━━━━━ DATA TO USE ━━━━━

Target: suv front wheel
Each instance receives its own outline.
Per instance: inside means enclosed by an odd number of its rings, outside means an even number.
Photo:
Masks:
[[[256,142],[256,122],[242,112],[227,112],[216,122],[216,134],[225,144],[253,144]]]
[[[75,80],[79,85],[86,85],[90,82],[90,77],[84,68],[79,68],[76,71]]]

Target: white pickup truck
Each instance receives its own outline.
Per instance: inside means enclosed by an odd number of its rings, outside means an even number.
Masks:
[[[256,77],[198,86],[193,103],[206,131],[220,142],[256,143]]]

━━━━━
━━━━━ DATA TO USE ━━━━━

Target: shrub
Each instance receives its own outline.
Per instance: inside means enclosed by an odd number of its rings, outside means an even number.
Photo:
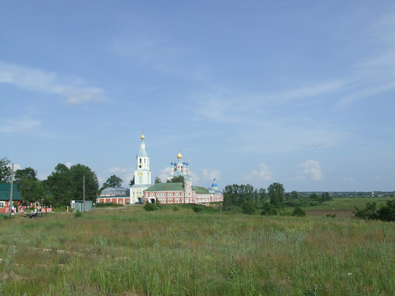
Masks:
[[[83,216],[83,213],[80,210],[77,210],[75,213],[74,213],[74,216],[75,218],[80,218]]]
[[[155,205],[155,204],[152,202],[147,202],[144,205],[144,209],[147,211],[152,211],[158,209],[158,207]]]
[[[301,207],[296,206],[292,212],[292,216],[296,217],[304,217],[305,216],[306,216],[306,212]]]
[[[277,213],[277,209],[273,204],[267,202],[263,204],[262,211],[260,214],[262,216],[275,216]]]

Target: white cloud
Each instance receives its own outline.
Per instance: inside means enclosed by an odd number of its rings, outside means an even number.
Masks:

━━━━━
━━━━━ DATA TO USE ━━━━━

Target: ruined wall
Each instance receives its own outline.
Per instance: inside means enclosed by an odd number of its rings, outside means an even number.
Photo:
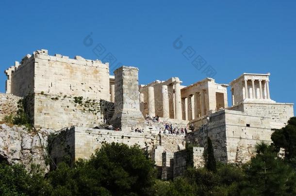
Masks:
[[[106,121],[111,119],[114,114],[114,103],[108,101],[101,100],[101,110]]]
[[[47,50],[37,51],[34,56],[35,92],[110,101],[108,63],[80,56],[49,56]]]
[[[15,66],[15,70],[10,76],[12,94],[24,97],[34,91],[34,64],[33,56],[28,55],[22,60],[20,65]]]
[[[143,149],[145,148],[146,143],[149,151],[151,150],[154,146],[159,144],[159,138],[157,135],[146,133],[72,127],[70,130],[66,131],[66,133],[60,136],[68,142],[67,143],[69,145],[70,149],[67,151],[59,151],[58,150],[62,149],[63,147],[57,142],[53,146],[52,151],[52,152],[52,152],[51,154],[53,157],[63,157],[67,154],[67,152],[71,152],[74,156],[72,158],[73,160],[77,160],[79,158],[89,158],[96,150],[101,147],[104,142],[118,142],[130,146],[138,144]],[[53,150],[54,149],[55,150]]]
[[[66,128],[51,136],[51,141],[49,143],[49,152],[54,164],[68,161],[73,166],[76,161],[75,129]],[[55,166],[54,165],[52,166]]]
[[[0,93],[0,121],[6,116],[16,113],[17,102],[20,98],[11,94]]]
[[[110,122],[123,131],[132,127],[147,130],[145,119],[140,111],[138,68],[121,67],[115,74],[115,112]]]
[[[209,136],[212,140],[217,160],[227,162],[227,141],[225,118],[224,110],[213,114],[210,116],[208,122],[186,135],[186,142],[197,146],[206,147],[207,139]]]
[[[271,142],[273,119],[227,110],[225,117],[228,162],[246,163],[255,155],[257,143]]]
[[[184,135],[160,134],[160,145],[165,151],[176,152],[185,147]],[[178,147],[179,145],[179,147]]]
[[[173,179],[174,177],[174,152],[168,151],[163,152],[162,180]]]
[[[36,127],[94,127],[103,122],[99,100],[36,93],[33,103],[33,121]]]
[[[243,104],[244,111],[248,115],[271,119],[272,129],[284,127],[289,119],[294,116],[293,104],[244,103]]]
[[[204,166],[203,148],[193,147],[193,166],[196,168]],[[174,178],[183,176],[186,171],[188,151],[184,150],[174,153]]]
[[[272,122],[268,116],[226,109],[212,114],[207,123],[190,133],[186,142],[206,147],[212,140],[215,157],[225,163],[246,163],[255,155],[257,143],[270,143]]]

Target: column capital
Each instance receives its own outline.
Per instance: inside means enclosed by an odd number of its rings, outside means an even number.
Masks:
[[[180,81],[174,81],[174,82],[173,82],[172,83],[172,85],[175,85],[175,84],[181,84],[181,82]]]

━━━━━

TASK REQUIREMENTS: Rewrite the rows from "Target: white pickup truck" down to "[[[256,77],[198,86],[193,103],[206,131],[220,142],[256,143]]]", swapping "pickup truck" for "delivery van" and leaving everything else unchanged.

REPLY:
Target: white delivery van
Each instance receives its own outline.
Per instance: inside means enclosed by an odd number of its rings, outside means an even number.
Masks:
[[[256,77],[198,86],[193,103],[206,131],[220,142],[256,143]]]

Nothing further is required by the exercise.